Given passage:

Opinion is divided over the effectiveness of using electroconvulsive therapy (ECT) to treat severe depression that has not responded to other forms of therapy.
Use of the therapy is controversial mainly due to concerns about its efficacy and side effect profile. ECT alone does not usually provide a sustained benefit and those who remit often suffer a relapse of their condition within six months.
In 1999, a report from the United States Surgeon General on Mental Health summarized the opinion of psychiatrists regarding ECT at that time. This report stated that ECT was an effective treatment for severe depression, mania and some states of psychosis, leading to remission in 60% to 70% of cases.
The therapy was not shown to be effective, however, as a treatment for dysthymia, anxiety disorder, personality disorder or substance abuse. Furthermore, the report said that the therapy has no long-term effect in terms of preventing people form committing suicide and can only offer a short-term benefit for an acute episode of illness. Follow-up therapy would therefore be required in the form of medication of further monthly or weekly ECT.

(Image-grounded pointing data)
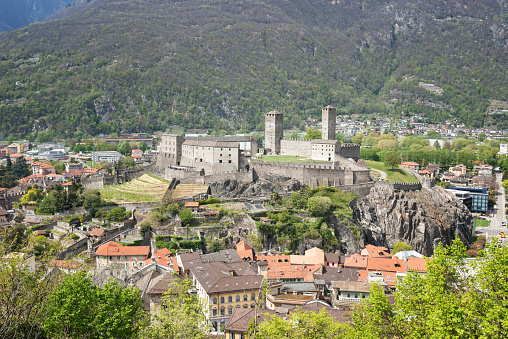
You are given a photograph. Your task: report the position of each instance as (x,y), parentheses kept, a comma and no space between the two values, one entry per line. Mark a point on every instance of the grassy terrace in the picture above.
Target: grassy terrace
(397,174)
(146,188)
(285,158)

...

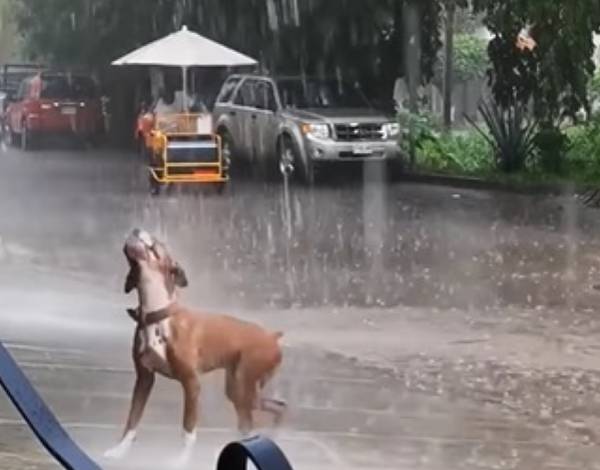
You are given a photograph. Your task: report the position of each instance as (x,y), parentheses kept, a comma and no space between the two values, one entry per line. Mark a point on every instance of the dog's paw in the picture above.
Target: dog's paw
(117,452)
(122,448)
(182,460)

Try it: Retype the entire passage on electroconvulsive therapy that appears above, word for word.

Exercise result:
Opinion is divided over the effectiveness of using electroconvulsive therapy (ECT) to treat severe depression that has not responded to other forms of therapy.
Use of the therapy is controversial mainly due to concerns about its efficacy and side effect profile. ECT alone does not usually provide a sustained benefit and those who remit often suffer a relapse of their condition within six months.
In 1999, a report from the United States Surgeon General on Mental Health summarized the opinion of psychiatrists regarding ECT at that time. This report stated that ECT was an effective treatment for severe depression, mania and some states of psychosis, leading to remission in 60% to 70% of cases.
The therapy was not shown to be effective, however, as a treatment for dysthymia, anxiety disorder, personality disorder or substance abuse. Furthermore, the report said that the therapy has no long-term effect in terms of preventing people form committing suicide and can only offer a short-term benefit for an acute episode of illness. Follow-up therapy would therefore be required in the form of medication of further monthly or weekly ECT.